Task instructions -
(A) Summarize the Slider client guidelines in three sentences.
(B) Resume the Slider client guidelines after their final sentence.

Passage provided -
Guidelines for Clients and Client Applications

This document will define the canonical scenarios for the deployment and management of Slider hosted applications. It will define the types of applications supported, the sequence of events for deploying the application types, and the management facilities exposed for the deployed applications.

Deployable Application Types

The server-side components of an application (alternatively referred to as the application components) will be deployed and managed using a fairly uniform mechanism. However, applications can be distinguished by their associated client implementation. Specifically, each different client application type can yield different development, deployment, and management approaches. There are two primary application client types:

  1. New application client - the application deployed to Slider will interact with a newly coded application client leveraging the Slider supplied client API and management facilities. The client API will make use of distributed management facilities such as Zookeeper to provide the application client with the configuration information required for invoking remote application components. For example, the application client (or an application hosted component, e.g. a web application) will leverage the API to lookup the appropriate host(s) and port(s) for RPC based communication. Alternatively, if annotation libraries or an “app container” environment is provided, the appropriate values will be injected into the client process.

  2. Existing, configurable client - the application client predates deployment in the Slider environment, but is implemented in a manner that can be integrated with the Slider application client support facilities (APIs etc). This case is probably very similar in nature to the new application client in terms of the mechanisms it will use for component discovery, but is distinguished by the fact that it’s development pre-dates Slider. There are two possible variants of application client in this category:

  3. A client that is static - the client is dependent on existing configuration properties to communicate with master components and the existing code can not been altered (at least in the short term). This type of client would require a support infrastructure that may be relatively complex (e.g. templating of configuration files, proxying of server components).

Dataset rows -
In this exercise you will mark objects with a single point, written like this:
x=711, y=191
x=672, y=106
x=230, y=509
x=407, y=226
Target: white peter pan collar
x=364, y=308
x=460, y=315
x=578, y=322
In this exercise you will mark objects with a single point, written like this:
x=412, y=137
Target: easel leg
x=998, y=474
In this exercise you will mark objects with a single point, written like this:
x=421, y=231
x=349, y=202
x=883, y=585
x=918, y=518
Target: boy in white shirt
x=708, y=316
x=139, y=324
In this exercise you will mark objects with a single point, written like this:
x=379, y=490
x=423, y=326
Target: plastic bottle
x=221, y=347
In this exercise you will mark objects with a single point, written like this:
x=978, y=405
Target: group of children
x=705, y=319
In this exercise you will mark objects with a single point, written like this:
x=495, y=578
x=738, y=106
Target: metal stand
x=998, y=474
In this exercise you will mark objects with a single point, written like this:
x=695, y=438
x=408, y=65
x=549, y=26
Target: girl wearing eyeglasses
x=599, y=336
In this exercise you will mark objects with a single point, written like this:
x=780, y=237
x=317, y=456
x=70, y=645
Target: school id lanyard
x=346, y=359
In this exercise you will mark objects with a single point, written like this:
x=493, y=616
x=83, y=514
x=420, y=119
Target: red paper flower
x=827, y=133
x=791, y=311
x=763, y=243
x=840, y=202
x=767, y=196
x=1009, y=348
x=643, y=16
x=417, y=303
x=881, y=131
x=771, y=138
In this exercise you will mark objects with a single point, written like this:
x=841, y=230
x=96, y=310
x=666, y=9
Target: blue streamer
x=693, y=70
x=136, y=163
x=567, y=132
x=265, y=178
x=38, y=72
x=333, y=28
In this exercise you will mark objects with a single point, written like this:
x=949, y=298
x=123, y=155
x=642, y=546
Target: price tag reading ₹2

Answers for this exercise -
(A) The document sets out canonical scenarios for deploying and managing Slider hosted applications, covering the supported application types, the sequence of deployment events, and the management facilities exposed. Although the server-side components are deployed and managed in a fairly uniform way, applications differ by their client type: a new client is coded against the Slider client API, which uses facilities such as Zookeeper to supply the hosts and ports needed to reach remote components. An existing, configurable client predates Slider but can integrate with its support facilities, and a static client depends on existing configuration properties and unalterable code, so it may need a relatively complex support infrastructure such as configuration templating or proxying of server components.

(B)
  4. A client that can be enhanced - a client that can have its code altered can leverage a number of mechanisms (REST APIs, Zookeeper, a provided client discover API) to obtain the information required to invoke the master components of the application.

Deployment Scenarios

There are two primary deployment mechanisms to examine: application component and client-side (application client) component deployment.

Application Component Deployment

Applications generally are composed of one or more components. In the deployment steps below, be advised that there may be a need to repeat some of the configuration/definition steps for each component.

The process of deploying applications (specifically, the non-client components of an application) is:

  1. Compose an application package that contains:

    1. An application definition that provides the following items:

      1. name and version of application

      2. component type(s) and role(s)

      3. system requirements (RAM, CPUs, disk space etc)

      4. ports required for RPC, UI

      5. software dependencies (HDP deployed services required in the cluster, JDK versions, python versions, etc)

      6. configurable properties including:

        1. application-specific properties. If the properties designate port numbers, the general recommendation would be to set them to zero to allow for the system to assign a dynamically selected port number that subsequently can be published to zookeeper. Other properties designating remote components running on other hosts may need some additional support (floating IPs, discovery APIs, etc). The processing of these properties by the infrastructure requires agreed upon mechanisms for identification (e.g. all properties beginning with the application name are passed through as application properties with the application name prefix stripped)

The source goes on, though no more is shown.